*Written task*
Can you recast every line of the items below as a numbered list, skipping blank lines and leaving the pictures out of your answer?

Stored data entries:
◆ ◆ ◆ ◆ ◆ ◆ ◆

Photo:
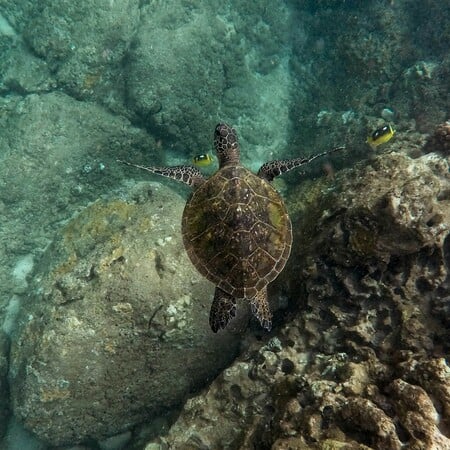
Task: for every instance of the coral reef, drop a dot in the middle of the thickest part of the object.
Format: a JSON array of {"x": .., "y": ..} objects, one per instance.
[
  {"x": 361, "y": 364},
  {"x": 117, "y": 319},
  {"x": 439, "y": 141}
]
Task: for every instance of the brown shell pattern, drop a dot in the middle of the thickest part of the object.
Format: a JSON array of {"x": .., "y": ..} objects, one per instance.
[{"x": 237, "y": 231}]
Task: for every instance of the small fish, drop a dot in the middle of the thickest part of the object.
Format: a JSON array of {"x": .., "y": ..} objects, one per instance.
[
  {"x": 203, "y": 160},
  {"x": 380, "y": 136}
]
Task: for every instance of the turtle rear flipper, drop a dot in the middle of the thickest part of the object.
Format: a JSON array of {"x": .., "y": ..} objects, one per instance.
[
  {"x": 223, "y": 309},
  {"x": 261, "y": 309}
]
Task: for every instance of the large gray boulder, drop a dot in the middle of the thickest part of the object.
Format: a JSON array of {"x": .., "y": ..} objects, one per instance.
[{"x": 115, "y": 329}]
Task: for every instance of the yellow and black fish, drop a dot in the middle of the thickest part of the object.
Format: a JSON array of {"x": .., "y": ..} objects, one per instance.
[
  {"x": 203, "y": 160},
  {"x": 380, "y": 136}
]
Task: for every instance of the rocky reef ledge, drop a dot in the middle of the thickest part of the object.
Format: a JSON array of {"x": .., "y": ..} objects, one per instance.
[{"x": 361, "y": 362}]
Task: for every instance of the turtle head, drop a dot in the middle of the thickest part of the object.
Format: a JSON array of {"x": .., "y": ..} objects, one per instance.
[{"x": 226, "y": 145}]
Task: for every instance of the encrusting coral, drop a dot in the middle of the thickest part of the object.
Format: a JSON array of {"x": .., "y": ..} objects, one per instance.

◆ ◆ ◆ ◆ ◆ ◆ ◆

*The answer*
1. Photo:
2. Task: for every instance of the coral reef, drop a dot in the middle of the thickest part of the object.
3. Format: a JSON array of {"x": .., "y": ..} objects, one per instance.
4. [
5.   {"x": 361, "y": 364},
6.   {"x": 117, "y": 319},
7.   {"x": 439, "y": 141}
8. ]
9. Task: for every instance of the brown shell pattern, drop a dot in the middle of the thickest part of the object.
10. Format: a JSON array of {"x": .., "y": ..} objects, one per instance.
11. [{"x": 237, "y": 231}]
12. Task: for every instance of the small fish, drop a dot in the middle of the thickest part of the object.
13. Format: a JSON array of {"x": .., "y": ..} objects, one per instance.
14. [
15.   {"x": 203, "y": 160},
16.   {"x": 380, "y": 136}
17. ]
18. Task: for every instance of the turtle rear flipper, drop a dot in the middle of the thickest part of the object.
19. Format: a JSON array of {"x": .., "y": ..} objects, one per instance.
20. [
21.   {"x": 223, "y": 309},
22.   {"x": 261, "y": 309}
23. ]
24. Task: for every instance of the large gray boulder, drop a dot in the middle of the thickest part of the object.
25. Format: a JSON array of {"x": .., "y": ..} objects, one per instance.
26. [{"x": 115, "y": 329}]
27. Task: for every instance of the yellow and black fish, drop a dot in the middle of the thickest part of the object.
28. Format: a JSON array of {"x": .., "y": ..} objects, one per instance.
29. [
30.   {"x": 203, "y": 160},
31.   {"x": 380, "y": 136}
32. ]
33. Task: for every instance of the rocky reef ledge, drop a dot in the middle of the thickest part of the object.
34. Format: a JSON array of {"x": .., "y": ..} objects, one per instance.
35. [{"x": 361, "y": 362}]
36. Task: for every instance of the turtle head, drop a dot in the middle of the thickest part of the object.
37. Format: a JSON array of {"x": .., "y": ..} objects, one per instance.
38. [{"x": 226, "y": 145}]
39. Task: for every instance of the encrusting coral, drop a dot in the middle of the thickest part of the object.
40. Format: a JSON array of {"x": .., "y": ..} objects, one per instance.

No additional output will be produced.